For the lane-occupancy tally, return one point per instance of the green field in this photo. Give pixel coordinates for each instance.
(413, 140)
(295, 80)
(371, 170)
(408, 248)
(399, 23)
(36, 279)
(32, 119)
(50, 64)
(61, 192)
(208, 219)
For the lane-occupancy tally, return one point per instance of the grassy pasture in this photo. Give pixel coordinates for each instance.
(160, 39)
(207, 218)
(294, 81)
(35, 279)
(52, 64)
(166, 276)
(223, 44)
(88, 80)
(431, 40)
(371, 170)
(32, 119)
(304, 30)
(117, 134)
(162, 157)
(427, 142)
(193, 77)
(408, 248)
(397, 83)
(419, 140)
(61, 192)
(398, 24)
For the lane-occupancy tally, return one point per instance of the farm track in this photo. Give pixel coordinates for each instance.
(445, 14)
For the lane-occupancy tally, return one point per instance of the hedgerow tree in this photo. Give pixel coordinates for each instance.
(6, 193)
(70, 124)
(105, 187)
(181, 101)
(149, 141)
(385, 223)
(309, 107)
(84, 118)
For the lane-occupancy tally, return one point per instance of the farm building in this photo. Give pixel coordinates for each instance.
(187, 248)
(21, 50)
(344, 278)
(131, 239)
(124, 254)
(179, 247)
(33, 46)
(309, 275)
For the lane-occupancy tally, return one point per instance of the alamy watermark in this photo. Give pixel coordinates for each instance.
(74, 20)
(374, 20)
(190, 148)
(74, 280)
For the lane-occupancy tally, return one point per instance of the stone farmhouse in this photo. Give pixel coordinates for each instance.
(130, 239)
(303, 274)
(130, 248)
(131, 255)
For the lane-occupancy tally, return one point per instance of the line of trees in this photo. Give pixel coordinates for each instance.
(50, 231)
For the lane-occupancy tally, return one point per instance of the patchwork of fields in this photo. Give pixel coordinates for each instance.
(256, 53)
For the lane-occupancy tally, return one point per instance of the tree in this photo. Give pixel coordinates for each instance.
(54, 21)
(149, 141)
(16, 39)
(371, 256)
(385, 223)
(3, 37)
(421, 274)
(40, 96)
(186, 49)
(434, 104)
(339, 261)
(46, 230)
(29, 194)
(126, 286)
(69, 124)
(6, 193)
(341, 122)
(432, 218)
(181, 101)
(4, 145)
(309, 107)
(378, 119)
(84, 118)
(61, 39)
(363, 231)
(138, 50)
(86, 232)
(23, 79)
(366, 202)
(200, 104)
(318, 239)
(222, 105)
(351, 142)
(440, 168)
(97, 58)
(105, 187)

^^^^

PROBLEM REQUIREMENTS: Reproduce every row above, putting "land-use survey" wherever "lane-occupancy tally" appears and leaving the rest untouched.

RESULT OF THE EXERCISE:
For the land-use survey, return one point per instance of the green field in this photo. Give pixel coordinates for each instance.
(413, 140)
(295, 80)
(371, 170)
(408, 248)
(399, 23)
(36, 279)
(32, 119)
(50, 64)
(61, 192)
(208, 219)
For the land-use survey, return one point per instance of the grassy pasture in this photo. Give pixel coordinates for each instance.
(160, 39)
(207, 218)
(294, 81)
(35, 279)
(52, 64)
(166, 276)
(223, 44)
(88, 80)
(431, 40)
(371, 170)
(32, 119)
(304, 30)
(117, 134)
(162, 157)
(427, 142)
(193, 77)
(408, 248)
(397, 83)
(419, 140)
(61, 192)
(398, 24)
For the land-use survey, return one point per instance of the farm track in this photo. Give pixel coordinates for each instance.
(445, 14)
For the land-use survey, return one point per instance of the hedgerow tree in this photo. Give pixel coordinates for each instance.
(6, 193)
(70, 124)
(105, 187)
(181, 101)
(149, 141)
(385, 223)
(309, 107)
(84, 118)
For the land-use survey, return one point per instance of the farm building in this photo. Give pixel coordinates for each instance.
(187, 248)
(21, 50)
(344, 278)
(131, 239)
(124, 254)
(179, 247)
(33, 46)
(309, 275)
For the land-use survey, return one point per instance of the alamy watermark in this photo. Give pixel coordinates for each instance.
(74, 20)
(374, 20)
(190, 148)
(74, 280)
For the land-use survey, return one point per instance of the stone farmhouse in this photo. Give pixel coordinates for each instance.
(130, 239)
(303, 274)
(130, 248)
(131, 255)
For the land-use survey, return one point per instance of the line of trees in this photo. Give pixel coordinates for each instance.
(50, 231)
For the land-use survey, return one point per instance of the patchwork of fields in this photo. Give pixel coordinates for each instance.
(256, 53)
For the land-use survey, return one point per instance of the tree in this photo. Give pixel coordinates for each instance.
(54, 21)
(149, 141)
(16, 39)
(371, 256)
(385, 223)
(3, 37)
(421, 274)
(40, 96)
(186, 49)
(434, 104)
(339, 261)
(46, 230)
(29, 194)
(126, 286)
(69, 124)
(6, 193)
(341, 122)
(432, 218)
(181, 101)
(4, 145)
(309, 107)
(378, 119)
(84, 118)
(61, 39)
(363, 231)
(138, 50)
(86, 232)
(23, 79)
(366, 202)
(200, 104)
(318, 239)
(222, 105)
(351, 142)
(440, 168)
(97, 58)
(105, 187)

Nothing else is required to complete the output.